**GIVEN EXERCISE**
Write out all of the records precisely. Skip anything that is a picture.

**EXERCISE MATERIAL**
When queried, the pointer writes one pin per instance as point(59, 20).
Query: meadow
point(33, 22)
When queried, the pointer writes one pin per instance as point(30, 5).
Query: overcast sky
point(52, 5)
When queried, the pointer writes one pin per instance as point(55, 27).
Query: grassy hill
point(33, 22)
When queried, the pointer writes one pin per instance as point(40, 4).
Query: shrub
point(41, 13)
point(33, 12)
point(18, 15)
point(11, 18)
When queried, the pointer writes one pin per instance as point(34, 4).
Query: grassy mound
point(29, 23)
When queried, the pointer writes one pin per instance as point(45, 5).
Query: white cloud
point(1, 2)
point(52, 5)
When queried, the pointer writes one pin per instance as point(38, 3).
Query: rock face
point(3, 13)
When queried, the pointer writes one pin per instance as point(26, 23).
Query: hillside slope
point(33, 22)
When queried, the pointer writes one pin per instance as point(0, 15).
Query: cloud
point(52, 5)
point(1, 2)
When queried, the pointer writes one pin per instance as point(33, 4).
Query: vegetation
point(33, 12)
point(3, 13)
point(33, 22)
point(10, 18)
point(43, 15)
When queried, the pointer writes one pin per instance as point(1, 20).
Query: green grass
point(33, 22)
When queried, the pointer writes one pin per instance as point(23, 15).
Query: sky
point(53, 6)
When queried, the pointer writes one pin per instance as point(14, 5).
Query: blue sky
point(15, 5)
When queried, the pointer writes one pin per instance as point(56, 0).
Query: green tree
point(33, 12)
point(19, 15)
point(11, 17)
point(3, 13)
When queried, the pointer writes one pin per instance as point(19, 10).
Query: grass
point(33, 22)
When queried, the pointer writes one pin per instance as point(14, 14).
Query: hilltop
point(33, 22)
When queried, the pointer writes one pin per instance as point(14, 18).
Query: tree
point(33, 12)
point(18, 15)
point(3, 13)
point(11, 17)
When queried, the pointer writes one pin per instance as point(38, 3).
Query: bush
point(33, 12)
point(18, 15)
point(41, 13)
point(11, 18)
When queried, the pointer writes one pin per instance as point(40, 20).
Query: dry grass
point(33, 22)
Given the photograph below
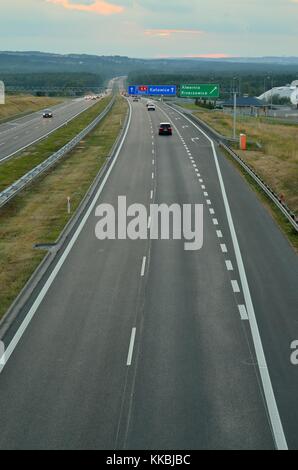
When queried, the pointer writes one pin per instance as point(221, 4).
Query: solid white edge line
point(235, 286)
point(229, 265)
point(43, 136)
point(243, 312)
point(277, 427)
point(14, 342)
point(143, 266)
point(131, 347)
point(224, 248)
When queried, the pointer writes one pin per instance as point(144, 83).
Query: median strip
point(38, 215)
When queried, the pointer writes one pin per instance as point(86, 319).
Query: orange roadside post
point(243, 142)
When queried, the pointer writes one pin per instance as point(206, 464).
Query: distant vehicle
point(165, 128)
point(47, 114)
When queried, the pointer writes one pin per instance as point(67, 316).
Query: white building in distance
point(288, 91)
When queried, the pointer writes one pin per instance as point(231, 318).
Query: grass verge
point(275, 212)
point(20, 105)
point(276, 162)
point(39, 213)
point(26, 160)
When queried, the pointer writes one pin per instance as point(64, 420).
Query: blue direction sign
point(165, 90)
point(153, 90)
point(132, 90)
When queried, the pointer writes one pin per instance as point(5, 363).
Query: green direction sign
point(207, 90)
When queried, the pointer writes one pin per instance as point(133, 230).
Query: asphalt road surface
point(22, 132)
point(143, 345)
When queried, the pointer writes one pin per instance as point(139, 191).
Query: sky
point(151, 28)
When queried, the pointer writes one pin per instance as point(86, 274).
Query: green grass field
point(19, 165)
point(20, 105)
point(39, 213)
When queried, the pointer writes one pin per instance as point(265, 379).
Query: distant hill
point(110, 66)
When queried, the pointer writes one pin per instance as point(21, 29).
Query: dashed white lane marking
point(131, 346)
point(229, 265)
point(243, 312)
point(235, 287)
point(143, 266)
point(273, 412)
point(224, 248)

**FULL OUTPUT**
When queried, the pointer writes one pin per instance as point(59, 20).
Query: meadow
point(33, 22)
When queried, the pointer writes one pin per instance as point(30, 5).
Query: overcast sky
point(52, 5)
When queried, the pointer writes one pin per instance as point(55, 27).
Query: grassy hill
point(33, 22)
When queried, the pointer writes one pin per instance as point(40, 4).
Query: shrub
point(41, 13)
point(33, 12)
point(18, 15)
point(11, 18)
When queried, the pointer writes one pin per instance as point(34, 4).
Query: grassy mound
point(29, 23)
When queried, the pointer writes one pin per instance as point(45, 5).
Query: white cloud
point(1, 2)
point(52, 5)
When queried, the pointer writes one pin per instance as point(38, 3).
Query: rock face
point(3, 13)
When queried, the pointer writes one pin per instance as point(26, 23).
Query: hillside slope
point(33, 22)
When queried, the pointer writes one pin per instance as point(0, 15).
Query: cloud
point(52, 5)
point(1, 2)
When queried, the pointer writes one pin per instance as point(33, 4).
Query: vegetation
point(33, 12)
point(3, 13)
point(33, 22)
point(10, 18)
point(43, 15)
When queried, the pointer writes one pin per instance as point(1, 20).
Query: green grass
point(33, 22)
When queried, the pointer writes one pin per instance as point(23, 15).
Query: sky
point(53, 6)
When queried, the pointer writes one pin per instance as point(14, 5).
Query: blue sky
point(15, 5)
When queried, the pointer writes one pin per instance as point(56, 0).
Query: green tree
point(33, 12)
point(19, 15)
point(11, 17)
point(3, 13)
When queried, the pointer writes one pin per instance as point(19, 10).
Query: grass
point(33, 22)
When queried, the pointer writes one pin per instance as point(14, 14).
Query: hilltop
point(33, 22)
When queried, the pointer writes one pin per instance as point(14, 18).
Query: tree
point(33, 12)
point(18, 15)
point(3, 13)
point(11, 17)
When queried, the pointer writes one pin per instance as point(38, 3).
Query: bush
point(33, 12)
point(18, 15)
point(41, 13)
point(11, 18)
When queried, the pointer writes one pin per instance as point(40, 20).
Query: dry grass
point(33, 22)
Given the photograph below
When queried, the pointer writes one pin per instance as point(221, 4).
Query: solid white edge line
point(235, 286)
point(229, 265)
point(43, 136)
point(243, 312)
point(277, 427)
point(14, 342)
point(143, 266)
point(131, 347)
point(224, 248)
When queried, the pointer writes one pin per instance as point(144, 83).
Query: median strip
point(38, 215)
When queried, the pointer writes one pin per instance as point(86, 319).
Query: orange roadside post
point(243, 142)
When queried, the pointer writes one pin per instance as point(206, 464).
Query: distant vehicle
point(165, 128)
point(47, 114)
When queried, the pointer writes one pin per instance as point(67, 316).
Query: white building in distance
point(288, 91)
When queried, the pointer writes one pin per instance as point(231, 318).
Query: grass verge
point(275, 212)
point(20, 105)
point(276, 162)
point(39, 213)
point(26, 160)
When queried, the pointer writes one pin per instance as point(64, 420).
Query: blue direction sign
point(165, 90)
point(153, 90)
point(132, 90)
When queried, the pointer writes one pin per instance as point(5, 363).
Query: green direction sign
point(207, 90)
When queried, the pointer writes one pin per instance as point(133, 230).
Query: asphalt road surface
point(22, 132)
point(143, 345)
When queried, the pointer writes one pin per instance as point(139, 191).
Query: sky
point(151, 28)
When queried, the pointer writes one pin per instance as point(86, 274).
Query: green grass field
point(19, 165)
point(20, 105)
point(39, 213)
When queried, the pointer writes one pin per instance as point(265, 379).
Query: distant hill
point(110, 66)
When queried, the pointer writes one pin per instance as point(21, 29).
Query: dashed white lane marking
point(131, 346)
point(229, 265)
point(243, 312)
point(235, 287)
point(143, 266)
point(273, 412)
point(224, 248)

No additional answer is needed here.